• _INSTRUCTIONS FOR THE TASK_
Starting at the line that has "of the white" and continuing through the end of the data below, put each line into a JSON list of strings, one string per line, with blank lines left out.
** START GIVEN DATA **
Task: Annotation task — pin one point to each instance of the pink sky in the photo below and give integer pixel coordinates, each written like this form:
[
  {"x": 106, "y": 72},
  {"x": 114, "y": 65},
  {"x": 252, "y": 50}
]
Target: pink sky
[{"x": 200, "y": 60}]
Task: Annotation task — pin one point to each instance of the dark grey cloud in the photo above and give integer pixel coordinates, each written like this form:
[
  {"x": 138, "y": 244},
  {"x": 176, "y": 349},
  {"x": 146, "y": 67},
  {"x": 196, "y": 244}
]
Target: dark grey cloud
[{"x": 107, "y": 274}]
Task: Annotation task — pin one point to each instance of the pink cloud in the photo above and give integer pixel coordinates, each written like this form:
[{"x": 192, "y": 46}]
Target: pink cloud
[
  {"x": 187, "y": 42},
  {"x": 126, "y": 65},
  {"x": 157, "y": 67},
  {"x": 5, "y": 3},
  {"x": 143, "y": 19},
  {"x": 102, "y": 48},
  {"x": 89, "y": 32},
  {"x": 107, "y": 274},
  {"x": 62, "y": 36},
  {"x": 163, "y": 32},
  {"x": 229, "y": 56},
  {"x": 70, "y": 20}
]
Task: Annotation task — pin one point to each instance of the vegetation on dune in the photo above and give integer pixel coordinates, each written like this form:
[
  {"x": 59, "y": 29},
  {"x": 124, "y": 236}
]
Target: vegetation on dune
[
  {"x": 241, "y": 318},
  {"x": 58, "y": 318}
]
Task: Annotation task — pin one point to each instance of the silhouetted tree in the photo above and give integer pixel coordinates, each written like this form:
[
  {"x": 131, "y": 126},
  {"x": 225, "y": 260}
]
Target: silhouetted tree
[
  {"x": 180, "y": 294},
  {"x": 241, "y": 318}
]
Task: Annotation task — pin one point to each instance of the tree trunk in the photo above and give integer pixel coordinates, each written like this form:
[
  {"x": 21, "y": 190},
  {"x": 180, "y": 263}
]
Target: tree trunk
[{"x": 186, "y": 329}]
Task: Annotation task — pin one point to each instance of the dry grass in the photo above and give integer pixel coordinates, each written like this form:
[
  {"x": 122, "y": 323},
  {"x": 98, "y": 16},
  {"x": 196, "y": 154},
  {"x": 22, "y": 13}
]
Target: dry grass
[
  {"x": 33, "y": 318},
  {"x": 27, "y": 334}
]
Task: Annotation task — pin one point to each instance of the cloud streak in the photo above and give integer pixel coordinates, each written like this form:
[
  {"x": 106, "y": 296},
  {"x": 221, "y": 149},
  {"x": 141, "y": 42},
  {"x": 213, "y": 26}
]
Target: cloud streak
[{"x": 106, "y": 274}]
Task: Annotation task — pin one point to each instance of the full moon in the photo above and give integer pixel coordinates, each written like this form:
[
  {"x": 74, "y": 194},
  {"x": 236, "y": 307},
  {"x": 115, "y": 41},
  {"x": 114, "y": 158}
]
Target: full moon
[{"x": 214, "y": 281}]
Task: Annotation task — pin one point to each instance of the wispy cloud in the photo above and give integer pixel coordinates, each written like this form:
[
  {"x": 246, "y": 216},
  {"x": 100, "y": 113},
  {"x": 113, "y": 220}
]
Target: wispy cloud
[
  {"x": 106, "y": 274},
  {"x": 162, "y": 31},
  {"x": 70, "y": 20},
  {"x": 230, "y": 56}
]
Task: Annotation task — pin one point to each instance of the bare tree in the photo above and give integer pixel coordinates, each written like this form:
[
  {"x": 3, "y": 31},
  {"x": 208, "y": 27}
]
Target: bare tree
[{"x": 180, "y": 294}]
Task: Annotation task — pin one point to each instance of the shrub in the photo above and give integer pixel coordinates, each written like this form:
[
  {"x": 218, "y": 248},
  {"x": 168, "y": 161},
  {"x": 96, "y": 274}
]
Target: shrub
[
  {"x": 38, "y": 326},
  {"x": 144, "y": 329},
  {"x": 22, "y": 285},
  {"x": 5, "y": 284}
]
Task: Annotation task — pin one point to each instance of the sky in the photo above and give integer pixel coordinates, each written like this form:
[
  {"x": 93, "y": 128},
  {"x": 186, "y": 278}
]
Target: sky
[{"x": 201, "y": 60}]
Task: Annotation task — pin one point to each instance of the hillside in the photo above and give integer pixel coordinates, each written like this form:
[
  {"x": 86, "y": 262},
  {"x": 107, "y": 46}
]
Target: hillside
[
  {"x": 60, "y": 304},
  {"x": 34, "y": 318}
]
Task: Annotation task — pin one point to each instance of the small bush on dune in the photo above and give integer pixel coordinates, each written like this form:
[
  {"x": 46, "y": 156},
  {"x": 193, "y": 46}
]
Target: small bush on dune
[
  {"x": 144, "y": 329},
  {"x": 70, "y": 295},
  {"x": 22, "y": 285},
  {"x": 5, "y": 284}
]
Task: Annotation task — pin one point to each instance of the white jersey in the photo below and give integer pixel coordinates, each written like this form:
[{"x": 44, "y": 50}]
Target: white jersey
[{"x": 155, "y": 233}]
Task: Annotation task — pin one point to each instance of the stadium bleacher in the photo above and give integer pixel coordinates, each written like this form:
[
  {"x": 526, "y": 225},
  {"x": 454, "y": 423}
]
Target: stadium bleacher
** END GIVEN DATA **
• _TASK RESPONSE_
[
  "Task: Annotation task — pin one point to each instance of the white jersey in the photo below and give integer pixel coordinates, each written like this form:",
  "[{\"x\": 44, \"y\": 50}]",
  "Target: white jersey",
  "[{\"x\": 155, \"y\": 233}]",
  "Task: Annotation task — pin one point to each instance of the stadium bleacher in the photo above and give integer pixel coordinates, each written like this form:",
  "[",
  "  {\"x\": 526, \"y\": 225},",
  "  {\"x\": 454, \"y\": 423}",
  "]",
  "Target: stadium bleacher"
]